[AIM] In the mailing-list reply below, rewrite everything from "May I make an" down to "supernatural at all?", changing "natural realm" to "physical world".

[TEXT EXTRACT]
* * * * * * * * *

Re: [asa] scientific fact vs. ideology?

From: David Clounch <david.clounch@gmail.com>
Date: Wed Mar 18 2009 - 13:59:00 EDT

Hey Guys,

May I make an observation? If one postulates (or believes) that computers
can achieve conciousness, then isn't this a belief that mind and pattren
recognition is possible in the natural realm? Not supernatural at all?

I just wanted to point out that there seems to be a dichotomy in thoughts
here. Some want to say that pattern recognizers that recognize design are
not part of nature and there is no mathematical basis for anything in this
universe to do that processing - therefore the human recognizer is
supernatural.

The opposite view is the phenomena is possible in nature.

And computer awareness, intelligence, etc etc, must by definition be
natural. Unless one speculates there is a "soul in the machine"...hahahaha.
I'm personally not going to entertain the notion of supernatural computers.

Dave C

On Wed, Mar 18, 2009 at 7:57 AM, Alexanian, Moorad <alexanian@uncw.edu>wrote:

> This should be evident to every conscious mind. Try stopping using the word
> "I" if you do not believe me.
>
> Moorad
>
> -----Original Message-----
> From: asa-owner@lists.calvin.edu [mailto:asa-owner@lists.calvin.edu] On
> Behalf Of Dehler, Bernie
> Sent: Tuesday, March 17, 2009 5:41 PM
> Cc: asa@calvin.edu
> Subject: RE: [asa] scientific fact vs. ideology?

* * * * * * * * *

[DATASET RECORDS]
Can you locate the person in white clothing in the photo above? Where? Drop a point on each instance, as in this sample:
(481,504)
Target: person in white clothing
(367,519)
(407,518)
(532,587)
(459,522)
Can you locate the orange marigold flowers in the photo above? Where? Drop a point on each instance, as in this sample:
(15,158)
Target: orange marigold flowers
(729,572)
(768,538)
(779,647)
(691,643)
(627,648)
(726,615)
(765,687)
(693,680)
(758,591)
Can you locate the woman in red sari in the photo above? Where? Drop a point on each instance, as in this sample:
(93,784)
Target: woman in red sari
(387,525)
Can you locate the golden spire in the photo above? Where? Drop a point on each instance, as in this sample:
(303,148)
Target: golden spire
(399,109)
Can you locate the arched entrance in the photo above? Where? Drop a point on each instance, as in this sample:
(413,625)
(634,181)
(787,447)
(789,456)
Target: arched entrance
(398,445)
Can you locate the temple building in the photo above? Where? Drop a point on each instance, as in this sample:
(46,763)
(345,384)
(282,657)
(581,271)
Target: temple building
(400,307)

* * * * * * * * *

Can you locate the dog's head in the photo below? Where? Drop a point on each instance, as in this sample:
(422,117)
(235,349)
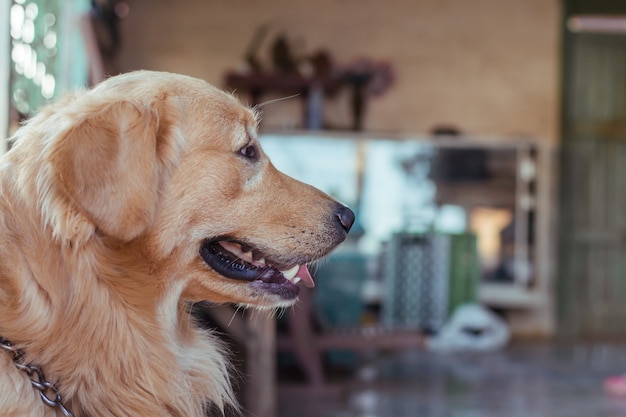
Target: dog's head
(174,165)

* * * * * * * * *

[COMPLETE RESPONSE]
May I make an observation? If one postulates (or believes) that computers
can achieve conciousness, then isn't this a belief that mind and pattren
recognition is possible in the physical world? Not supernatural at all?